-- START OF Dataset entries --

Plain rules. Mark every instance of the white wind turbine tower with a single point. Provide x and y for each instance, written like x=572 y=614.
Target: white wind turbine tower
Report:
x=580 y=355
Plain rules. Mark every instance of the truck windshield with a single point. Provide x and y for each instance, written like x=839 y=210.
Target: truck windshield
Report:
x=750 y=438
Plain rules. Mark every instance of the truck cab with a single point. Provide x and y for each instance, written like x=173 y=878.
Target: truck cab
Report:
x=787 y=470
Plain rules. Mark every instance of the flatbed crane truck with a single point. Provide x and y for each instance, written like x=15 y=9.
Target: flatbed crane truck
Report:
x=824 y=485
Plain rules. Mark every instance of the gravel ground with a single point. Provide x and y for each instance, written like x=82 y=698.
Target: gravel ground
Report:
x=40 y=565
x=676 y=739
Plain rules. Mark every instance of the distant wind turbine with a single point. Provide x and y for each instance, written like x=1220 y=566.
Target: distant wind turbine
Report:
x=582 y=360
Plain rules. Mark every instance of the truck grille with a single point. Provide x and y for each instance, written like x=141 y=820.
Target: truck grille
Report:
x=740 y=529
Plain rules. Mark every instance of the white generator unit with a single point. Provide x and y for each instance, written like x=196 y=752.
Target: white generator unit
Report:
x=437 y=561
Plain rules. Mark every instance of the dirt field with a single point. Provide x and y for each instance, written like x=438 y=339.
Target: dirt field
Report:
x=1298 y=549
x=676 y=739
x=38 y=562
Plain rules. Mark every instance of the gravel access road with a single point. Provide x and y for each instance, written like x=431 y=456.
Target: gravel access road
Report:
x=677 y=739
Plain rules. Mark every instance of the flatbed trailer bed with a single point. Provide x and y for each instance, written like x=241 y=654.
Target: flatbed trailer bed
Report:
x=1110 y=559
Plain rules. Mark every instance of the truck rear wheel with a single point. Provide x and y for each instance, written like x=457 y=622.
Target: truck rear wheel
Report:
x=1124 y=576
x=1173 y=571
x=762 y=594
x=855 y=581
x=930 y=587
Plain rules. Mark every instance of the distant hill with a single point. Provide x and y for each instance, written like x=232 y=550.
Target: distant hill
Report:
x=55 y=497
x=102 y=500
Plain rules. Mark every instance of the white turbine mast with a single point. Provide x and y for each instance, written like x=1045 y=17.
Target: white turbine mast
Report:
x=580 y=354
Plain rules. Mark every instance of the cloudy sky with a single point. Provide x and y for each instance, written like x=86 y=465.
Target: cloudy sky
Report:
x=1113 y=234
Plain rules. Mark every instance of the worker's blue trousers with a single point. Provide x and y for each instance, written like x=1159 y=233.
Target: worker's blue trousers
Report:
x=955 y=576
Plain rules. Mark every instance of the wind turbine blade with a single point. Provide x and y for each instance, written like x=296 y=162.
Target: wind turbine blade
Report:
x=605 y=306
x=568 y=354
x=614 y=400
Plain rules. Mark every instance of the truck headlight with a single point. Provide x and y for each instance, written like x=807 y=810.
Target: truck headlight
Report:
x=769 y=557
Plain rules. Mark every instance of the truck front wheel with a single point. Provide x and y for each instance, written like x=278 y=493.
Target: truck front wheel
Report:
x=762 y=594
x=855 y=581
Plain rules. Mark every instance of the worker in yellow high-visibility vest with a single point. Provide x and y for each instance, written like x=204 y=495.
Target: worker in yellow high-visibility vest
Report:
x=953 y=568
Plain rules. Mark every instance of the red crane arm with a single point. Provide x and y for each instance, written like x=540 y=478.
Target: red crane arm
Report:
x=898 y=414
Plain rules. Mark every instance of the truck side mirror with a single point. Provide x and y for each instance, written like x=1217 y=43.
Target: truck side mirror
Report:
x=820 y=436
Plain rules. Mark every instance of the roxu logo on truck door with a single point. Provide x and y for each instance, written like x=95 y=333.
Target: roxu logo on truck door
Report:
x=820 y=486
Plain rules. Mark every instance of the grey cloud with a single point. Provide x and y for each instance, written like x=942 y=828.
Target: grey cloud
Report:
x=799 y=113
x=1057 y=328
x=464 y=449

-- END OF Dataset entries --

= Exercise prompt =
Reproduce every line of the material above as a numbered list, leaving out any blank lines.

= The result =
1. Plain rules. Mark every instance of the white wind turbine tower with a single point. Provide x and y for each instance, written like x=572 y=614.
2. Target: white wind turbine tower
3. Report:
4. x=580 y=355
5. Plain rules. Mark every instance of the truck windshield with a single point. Provide x and y for each instance, written like x=839 y=210.
6. Target: truck windshield
7. Report:
8. x=750 y=438
9. Plain rules. Mark every instance of the truck cab with a single point. Provide x and y for each instance, written like x=173 y=878.
10. Target: truck cab
11. Report:
12. x=787 y=470
13. Plain rules. Mark every instance of the flatbed crane truck with a single point. Provide x and y for each instance, written like x=15 y=9.
14. Target: flatbed crane truck
15. Report:
16. x=824 y=485
17. Plain rules. Mark every instance of the gravel ground with a single point. Provide x and y for each instance, written like x=82 y=698.
18. Target: gravel ground
19. Report:
20. x=40 y=565
21. x=676 y=739
22. Plain rules. Mark every instance of the distant wind turbine with a single point. Provide x and y for each instance, written like x=1220 y=566.
23. Target: distant wind turbine
24. Report:
25. x=582 y=360
26. Plain rules. Mark every instance of the truck grille with a single point. Provide x and y for each instance, written like x=141 y=820.
27. Target: truck grille
28. Report:
29. x=740 y=529
30. Plain rules. Mark every instance of the white generator unit with a single point. Provide x and y for each instance, written like x=196 y=752.
31. Target: white generator unit
32. Report:
33. x=437 y=561
34. Plain rules. Mark every instance of the dirt field with a single point. Provide x and y for each instance, written like x=438 y=339.
35. Target: dirt field
36. Report:
37. x=1298 y=549
38. x=676 y=739
39. x=38 y=562
40. Plain rules. Mark every instance of the gravel access road with a single point. Provide x and y for each instance, written like x=431 y=456.
41. Target: gravel access road
42. Report:
43. x=677 y=739
44. Plain rules. Mark every instance of the flatbed trailer bed with a single point. Provide x and y for each instance, written like x=241 y=654.
45. Target: flatbed trailer bed
46. Report:
47. x=1110 y=559
48. Plain rules. Mark every instance of the truck rear wheel with a single point. Provide x and y for each instance, written like x=457 y=622.
49. Target: truck rear wheel
50. Report:
51. x=1124 y=576
52. x=1173 y=571
53. x=762 y=594
54. x=855 y=581
55. x=930 y=587
56. Plain rules. Mark every instance of the distant hill with a single point. Provide x and y for each instance, written like x=232 y=550.
57. Target: distant hill
58. Report:
59. x=55 y=497
60. x=102 y=500
61. Plain rules. Mark every instance of the white turbine mast with a single point. Provide x and y for each instance, written like x=1045 y=17.
62. Target: white turbine mast
63. Report:
64. x=580 y=354
65. Plain rules. Mark every instance of the cloudy sky with a single point. Provide x and y for each instance, written like x=86 y=465.
66. Target: cloudy sky
67. Report:
68. x=1113 y=234
69. Plain rules. Mark every instance of the worker's blue trousers with a single point. Provide x and y for each instance, written like x=1159 y=233.
70. Target: worker's blue trousers
71. Report:
72. x=955 y=576
73. Plain rules. Mark every instance of the wind turbine blade with a single point. Provide x and y for each instance, written like x=296 y=162.
74. Target: wind turbine blade
75. Report:
76. x=605 y=306
77. x=568 y=354
78. x=614 y=400
79. Plain rules. Mark every instance of the truck headlight with a single point. Provide x and y for each instance, written like x=807 y=810.
80. Target: truck headlight
81. Report:
82. x=769 y=557
83. Plain rules. Mark every instance of the truck front wheel with a single point. Provide x and y for each instance, written like x=278 y=493.
84. Target: truck front wheel
85. Report:
86. x=762 y=594
87. x=855 y=581
88. Plain rules. Mark every instance of the worker in yellow high-visibility vest with a single point. Provide x and y for each instance, written like x=204 y=495.
89. Target: worker in yellow high-visibility vest
90. Report:
91. x=953 y=568
92. Plain rules. Mark every instance of the red crane arm with a single point. Provide x and y for each instance, written like x=540 y=478.
93. Target: red crane arm
94. Report:
95. x=898 y=414
96. Plain rules. Mark every instance of the truck side mirror with a single point. Provide x and y for each instance, written like x=1217 y=43.
97. Target: truck side mirror
98. Report:
99. x=820 y=436
100. Plain rules. Mark every instance of the roxu logo on truck door with a single point. Provide x and y for each instance, written like x=95 y=333.
101. Target: roxu logo on truck door
102. Report:
103. x=820 y=486
104. Plain rules. Mark every instance of the grey cloud with a single point. Provide x and y for each instance, written like x=942 y=828.
105. Target: grey cloud
106. Report:
107. x=799 y=113
108. x=1057 y=328
109. x=464 y=449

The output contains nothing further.